__Requirement__: Rewrite all of the rows below, putting "box coordinates" wherever "bounding box" appears and leaving everything else unchanged.

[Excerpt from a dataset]
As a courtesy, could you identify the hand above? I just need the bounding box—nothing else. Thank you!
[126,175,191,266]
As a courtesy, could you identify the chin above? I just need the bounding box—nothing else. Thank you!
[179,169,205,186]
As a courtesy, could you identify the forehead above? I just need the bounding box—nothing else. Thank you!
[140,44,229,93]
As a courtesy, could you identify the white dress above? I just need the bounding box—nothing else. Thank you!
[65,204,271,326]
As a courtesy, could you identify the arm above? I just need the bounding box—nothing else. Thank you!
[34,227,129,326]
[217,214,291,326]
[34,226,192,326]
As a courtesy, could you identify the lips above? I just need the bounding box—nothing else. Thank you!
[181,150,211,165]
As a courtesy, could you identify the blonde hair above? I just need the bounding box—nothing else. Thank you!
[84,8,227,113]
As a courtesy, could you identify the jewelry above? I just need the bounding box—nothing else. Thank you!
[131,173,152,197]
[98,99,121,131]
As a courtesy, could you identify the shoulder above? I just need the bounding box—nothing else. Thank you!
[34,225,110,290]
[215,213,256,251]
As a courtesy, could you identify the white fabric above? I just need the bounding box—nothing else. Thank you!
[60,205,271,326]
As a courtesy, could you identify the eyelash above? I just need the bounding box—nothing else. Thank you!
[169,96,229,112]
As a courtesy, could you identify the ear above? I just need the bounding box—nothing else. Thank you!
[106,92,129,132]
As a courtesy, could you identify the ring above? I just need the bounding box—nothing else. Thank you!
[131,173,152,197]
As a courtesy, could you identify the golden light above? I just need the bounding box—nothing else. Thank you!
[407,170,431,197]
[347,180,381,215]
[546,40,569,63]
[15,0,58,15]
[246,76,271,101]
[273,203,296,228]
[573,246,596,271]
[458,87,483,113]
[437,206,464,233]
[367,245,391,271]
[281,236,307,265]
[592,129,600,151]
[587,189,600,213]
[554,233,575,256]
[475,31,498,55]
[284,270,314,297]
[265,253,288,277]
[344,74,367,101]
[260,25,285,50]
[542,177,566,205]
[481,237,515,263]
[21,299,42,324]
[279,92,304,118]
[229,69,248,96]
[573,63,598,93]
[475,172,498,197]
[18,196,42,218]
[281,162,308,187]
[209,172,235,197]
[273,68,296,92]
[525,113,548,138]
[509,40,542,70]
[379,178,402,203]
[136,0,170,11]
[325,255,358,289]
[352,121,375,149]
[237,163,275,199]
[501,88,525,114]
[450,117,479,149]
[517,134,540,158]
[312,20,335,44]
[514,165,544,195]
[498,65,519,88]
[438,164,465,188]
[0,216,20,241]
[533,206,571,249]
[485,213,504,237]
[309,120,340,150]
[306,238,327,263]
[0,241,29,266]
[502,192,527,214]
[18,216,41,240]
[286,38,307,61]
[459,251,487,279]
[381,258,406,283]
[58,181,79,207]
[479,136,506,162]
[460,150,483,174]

__Problem solution__:
As a courtesy, could you identify the hand above? I just need the box coordinates—nothing else. Thank you!
[126,175,191,266]
As a courtesy, could you identify the chin above? I just need the box coordinates—nothing else. Thank you!
[179,169,205,186]
As a courtesy, could you identify the forehead above? I just need the box coordinates—nothing else. Thank you!
[140,44,229,93]
As a courtesy, could you identify the white dress above? I just need the box coordinates—nothing else. Thank you!
[65,204,271,326]
As a courtesy, could you identify the arm above? I just need the box coordinates—nothing else. Thank you!
[34,227,129,326]
[217,214,291,326]
[34,226,192,326]
As a courtesy, could you identify the lips above? I just need the box coordinates—nothing else. Thank you!
[181,150,211,165]
As a courtesy, could you identify the blonde hair above? I just need the box coordinates—nothing else. Thank you!
[84,8,227,113]
As a courtesy, could you identify the jewelry above? I just need the box coordinates—nothing else. Thank you!
[131,173,152,197]
[98,99,121,131]
As a courtesy, could you identify the shoulder above? I just need the box coordinates—nothing else. Thank you!
[34,225,110,290]
[215,213,256,251]
As a courtesy, could you identify the white fabric above? I just need the box coordinates—nothing else. Thank you!
[60,205,271,326]
As a courtesy, could you identify the eyelash above? I just need the box coordinates—nothing else. Thank you!
[169,96,229,112]
As a courtesy, could you identify the ear above? I just need the box coordinates—nothing else. Thank you!
[106,92,129,132]
As a courtesy, could you identify the ring above? I just need the box coordinates—nothing else. Thank you!
[131,173,152,197]
As a courtesy, could you identify the golden light above? I just need the box coordinates—nothing else. Thank you!
[407,170,431,197]
[347,180,381,215]
[546,40,569,63]
[15,0,58,15]
[246,76,271,101]
[273,203,296,228]
[573,246,596,271]
[458,87,483,113]
[437,206,464,233]
[367,245,391,271]
[281,236,307,265]
[592,129,600,151]
[587,189,600,213]
[554,233,575,256]
[475,31,498,55]
[284,270,314,297]
[265,253,288,277]
[344,74,367,101]
[260,25,285,50]
[542,177,566,205]
[481,237,515,263]
[21,299,42,324]
[279,92,304,118]
[229,69,248,96]
[573,63,598,93]
[475,172,498,197]
[18,196,42,218]
[281,162,308,187]
[209,172,235,197]
[273,68,296,92]
[525,113,548,138]
[509,40,542,70]
[379,178,402,203]
[136,0,170,11]
[325,255,358,289]
[352,121,375,149]
[237,163,275,199]
[501,88,525,114]
[450,117,479,149]
[517,134,540,158]
[312,20,335,44]
[514,165,544,195]
[498,65,519,88]
[438,164,465,188]
[0,216,20,241]
[533,206,571,249]
[485,213,504,237]
[309,120,340,150]
[306,238,327,263]
[0,241,29,266]
[502,192,527,214]
[18,216,41,240]
[286,38,307,61]
[459,251,487,279]
[381,258,406,283]
[58,181,79,207]
[479,136,506,162]
[460,150,483,174]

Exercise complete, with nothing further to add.